**Requests**
1) Print the passage of the Car Talk remembrance starting with "In other words, I" and going on through "until about 2009.".
2) Sum up the Car Talk remembrance in two sentences.
+++ Text passage
I lost a friend Monday, November 3, when Tom Magliozzi one of the “Tappet” Brothers, the car experts who for 25 years, hosted the call-in/talk show, “Car Talk” on National Public Radio, passed away. Complications of Alzheimer’s, which I didn’t know he had, brought about Tom’s death at age 77. The show stopped production two years ago and I didn’t know that either.

This 2003 Toyota Echo makes noises that would have engendered a funny Car Talk show. discussion.

This 2003 Toyota Echo makes noises that would have engendered a funny Car Talk show discussion.

In other words, I wasn’t friends with Tom, or his younger brother and cohost Ray Magliozzi, but they were friends with me.
Tom and Ray, who dissected and sought solutions for the car problems of listeners who called in for 25 years made me smile. They both laughed, at each other and at callers, a lot. Tom, especially, had a big laugh.
Did you ever just hear someone laughing, when you had no idea what they were laughing at – just hear someone laughing – and find yourself smiling?
Tom Magliozzi had that kind of laugh. On Car Talk, he laughed a lot. When I was tuned in, I laughed too.

I listened to their show, off and on – yet steadily – for about ten years from about 1993 until about 2009.
Stay with me here. Yeah, I know — that’s 16 years. I can’t fix cars, but I can count.
And during those 16 years, on Saturday mornings, I listened to at least ten years’ worth of Car Talk. I didn’t know a lot about cars when I started. I didn’t know a lot about cars after 16 years. But, for a number of reasons, I enjoyed being part of Tom and Ray’s extended family.
++++++
+++ Listed entries
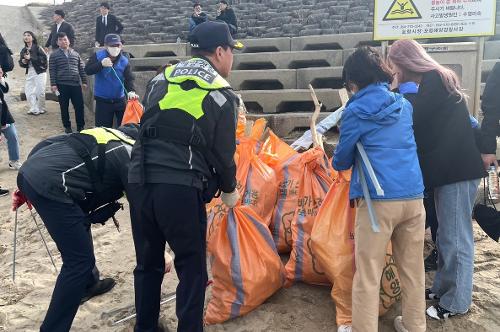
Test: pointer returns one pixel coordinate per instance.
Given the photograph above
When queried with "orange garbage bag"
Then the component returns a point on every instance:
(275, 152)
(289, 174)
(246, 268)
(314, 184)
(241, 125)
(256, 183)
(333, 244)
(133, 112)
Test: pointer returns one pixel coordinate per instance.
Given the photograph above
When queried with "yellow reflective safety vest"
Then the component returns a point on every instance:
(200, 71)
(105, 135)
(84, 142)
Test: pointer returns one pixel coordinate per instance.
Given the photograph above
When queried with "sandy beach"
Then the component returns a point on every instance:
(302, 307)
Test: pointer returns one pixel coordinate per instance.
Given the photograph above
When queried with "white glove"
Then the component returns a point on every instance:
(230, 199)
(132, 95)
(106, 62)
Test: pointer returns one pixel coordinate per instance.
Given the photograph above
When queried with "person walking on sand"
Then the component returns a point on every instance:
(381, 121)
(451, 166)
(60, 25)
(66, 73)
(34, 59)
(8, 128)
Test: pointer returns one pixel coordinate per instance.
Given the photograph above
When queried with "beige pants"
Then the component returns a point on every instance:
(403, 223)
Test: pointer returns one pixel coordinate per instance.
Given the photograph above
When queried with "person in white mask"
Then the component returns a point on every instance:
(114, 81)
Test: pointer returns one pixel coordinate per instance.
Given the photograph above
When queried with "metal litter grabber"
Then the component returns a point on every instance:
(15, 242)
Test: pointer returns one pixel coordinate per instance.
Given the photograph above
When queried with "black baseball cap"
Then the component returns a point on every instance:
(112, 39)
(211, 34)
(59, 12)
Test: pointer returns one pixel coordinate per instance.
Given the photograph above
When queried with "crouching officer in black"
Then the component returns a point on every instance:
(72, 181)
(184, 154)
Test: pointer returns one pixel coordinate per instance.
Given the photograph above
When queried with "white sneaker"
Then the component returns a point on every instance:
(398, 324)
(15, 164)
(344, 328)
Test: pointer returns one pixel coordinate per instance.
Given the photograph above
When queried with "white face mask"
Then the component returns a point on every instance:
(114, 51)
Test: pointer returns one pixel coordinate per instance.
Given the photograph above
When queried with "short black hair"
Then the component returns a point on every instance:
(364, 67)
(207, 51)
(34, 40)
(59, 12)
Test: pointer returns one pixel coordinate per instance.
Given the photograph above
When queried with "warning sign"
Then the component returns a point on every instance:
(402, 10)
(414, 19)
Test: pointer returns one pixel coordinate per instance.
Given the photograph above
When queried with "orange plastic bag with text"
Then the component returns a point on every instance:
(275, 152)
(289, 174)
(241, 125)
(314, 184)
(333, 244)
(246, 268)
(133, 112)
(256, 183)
++++++
**Solutions for each task**
1)
In other words, I wasn’t friends with Tom, or his younger brother and cohost Ray Magliozzi, but they were friends with me.
Tom and Ray, who dissected and sought solutions for the car problems of listeners who called in for 25 years made me smile. They both laughed, at each other and at callers, a lot. Tom, especially, had a big laugh.
Did you ever just hear someone laughing, when you had no idea what they were laughing at – just hear someone laughing – and find yourself smiling?
Tom Magliozzi had that kind of laugh. On Car Talk, he laughed a lot. When I was tuned in, I laughed too.

I listened to their show, off and on – yet steadily – for about ten years from about 1993 until about 2009.

2) Tom Magliozzi, one of the brothers who hosted "Car Talk" on National Public Radio for 25 years, died on Monday, November 3, at age 77 from complications of Alzheimer's. The writer never knew the brothers personally and still didn't know a lot about cars after 16 years of listening, but Tom's big laugh made the writer smile and laugh along.